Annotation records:
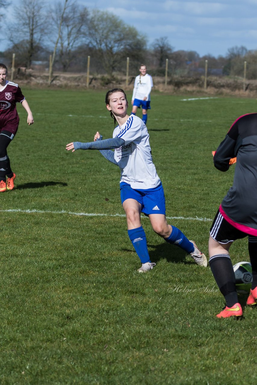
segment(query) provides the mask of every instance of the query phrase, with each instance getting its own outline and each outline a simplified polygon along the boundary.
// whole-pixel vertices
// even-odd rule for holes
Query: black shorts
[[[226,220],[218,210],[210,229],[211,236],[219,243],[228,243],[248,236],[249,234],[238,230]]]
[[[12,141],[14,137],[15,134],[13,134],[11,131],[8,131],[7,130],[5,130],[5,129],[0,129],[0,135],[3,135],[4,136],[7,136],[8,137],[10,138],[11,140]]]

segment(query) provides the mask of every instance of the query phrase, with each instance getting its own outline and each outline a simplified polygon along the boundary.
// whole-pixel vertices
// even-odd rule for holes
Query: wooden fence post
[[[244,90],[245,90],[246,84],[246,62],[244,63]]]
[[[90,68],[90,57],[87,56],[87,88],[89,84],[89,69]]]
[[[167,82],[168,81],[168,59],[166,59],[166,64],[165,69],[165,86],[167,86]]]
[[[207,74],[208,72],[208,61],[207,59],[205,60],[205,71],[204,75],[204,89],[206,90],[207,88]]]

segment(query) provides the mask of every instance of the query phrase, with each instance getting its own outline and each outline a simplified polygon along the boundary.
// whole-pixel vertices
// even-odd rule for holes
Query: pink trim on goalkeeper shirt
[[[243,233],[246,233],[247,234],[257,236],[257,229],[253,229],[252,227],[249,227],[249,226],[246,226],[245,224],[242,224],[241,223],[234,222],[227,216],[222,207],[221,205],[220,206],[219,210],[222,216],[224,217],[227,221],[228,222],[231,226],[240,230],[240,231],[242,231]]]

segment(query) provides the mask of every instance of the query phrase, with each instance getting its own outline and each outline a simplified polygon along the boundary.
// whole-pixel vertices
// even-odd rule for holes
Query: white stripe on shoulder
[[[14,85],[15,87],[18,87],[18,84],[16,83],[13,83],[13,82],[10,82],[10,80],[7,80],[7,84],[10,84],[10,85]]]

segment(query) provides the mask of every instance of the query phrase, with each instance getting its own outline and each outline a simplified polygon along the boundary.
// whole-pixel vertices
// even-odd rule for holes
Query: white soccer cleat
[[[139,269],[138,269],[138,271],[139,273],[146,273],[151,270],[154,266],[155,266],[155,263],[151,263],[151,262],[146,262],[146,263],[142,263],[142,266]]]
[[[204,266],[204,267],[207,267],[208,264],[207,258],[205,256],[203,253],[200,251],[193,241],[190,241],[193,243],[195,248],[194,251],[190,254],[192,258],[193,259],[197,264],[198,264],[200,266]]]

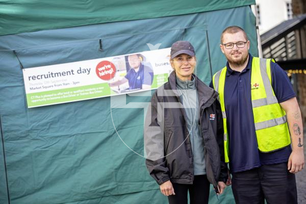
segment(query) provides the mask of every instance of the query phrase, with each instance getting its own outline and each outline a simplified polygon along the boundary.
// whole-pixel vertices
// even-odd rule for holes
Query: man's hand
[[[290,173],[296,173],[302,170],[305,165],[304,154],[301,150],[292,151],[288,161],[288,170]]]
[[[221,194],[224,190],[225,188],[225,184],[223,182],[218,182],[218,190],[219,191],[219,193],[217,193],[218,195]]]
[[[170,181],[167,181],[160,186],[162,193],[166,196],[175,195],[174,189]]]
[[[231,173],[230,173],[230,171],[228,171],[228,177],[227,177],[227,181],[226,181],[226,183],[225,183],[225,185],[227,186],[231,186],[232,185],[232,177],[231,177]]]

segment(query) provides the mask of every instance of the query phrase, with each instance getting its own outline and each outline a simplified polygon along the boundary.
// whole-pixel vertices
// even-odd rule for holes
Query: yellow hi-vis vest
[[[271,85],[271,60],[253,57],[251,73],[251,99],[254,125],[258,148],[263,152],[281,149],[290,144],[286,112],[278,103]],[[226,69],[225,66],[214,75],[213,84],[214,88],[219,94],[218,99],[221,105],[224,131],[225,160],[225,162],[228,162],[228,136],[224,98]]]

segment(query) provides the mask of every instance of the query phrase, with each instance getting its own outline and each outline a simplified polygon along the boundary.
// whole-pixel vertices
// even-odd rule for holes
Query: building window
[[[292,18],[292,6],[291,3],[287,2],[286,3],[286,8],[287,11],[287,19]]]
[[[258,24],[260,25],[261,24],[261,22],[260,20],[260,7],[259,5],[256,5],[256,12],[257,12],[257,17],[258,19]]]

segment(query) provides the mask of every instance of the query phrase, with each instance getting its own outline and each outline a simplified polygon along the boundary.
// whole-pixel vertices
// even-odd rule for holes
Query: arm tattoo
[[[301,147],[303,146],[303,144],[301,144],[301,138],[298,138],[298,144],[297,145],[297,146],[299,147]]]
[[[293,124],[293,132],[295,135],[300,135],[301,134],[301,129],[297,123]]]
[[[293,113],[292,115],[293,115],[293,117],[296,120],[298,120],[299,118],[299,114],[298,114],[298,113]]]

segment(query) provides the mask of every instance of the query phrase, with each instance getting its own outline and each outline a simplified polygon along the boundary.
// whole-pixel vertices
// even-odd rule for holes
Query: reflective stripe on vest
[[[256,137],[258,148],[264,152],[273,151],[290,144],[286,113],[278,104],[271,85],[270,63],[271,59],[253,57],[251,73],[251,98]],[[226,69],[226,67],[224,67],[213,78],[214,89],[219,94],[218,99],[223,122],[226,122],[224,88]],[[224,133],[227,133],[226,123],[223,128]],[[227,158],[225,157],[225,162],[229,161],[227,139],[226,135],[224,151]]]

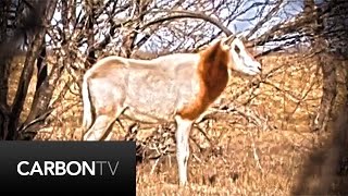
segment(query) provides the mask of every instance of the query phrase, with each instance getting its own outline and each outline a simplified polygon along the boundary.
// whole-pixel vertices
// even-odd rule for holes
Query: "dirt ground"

§ Aim of the exercise: List each line of the data that contains the string "vest". Matching is case-sensitive.

§ Response:
Query: yellow hi-vis vest
Query: reflective stripe on vest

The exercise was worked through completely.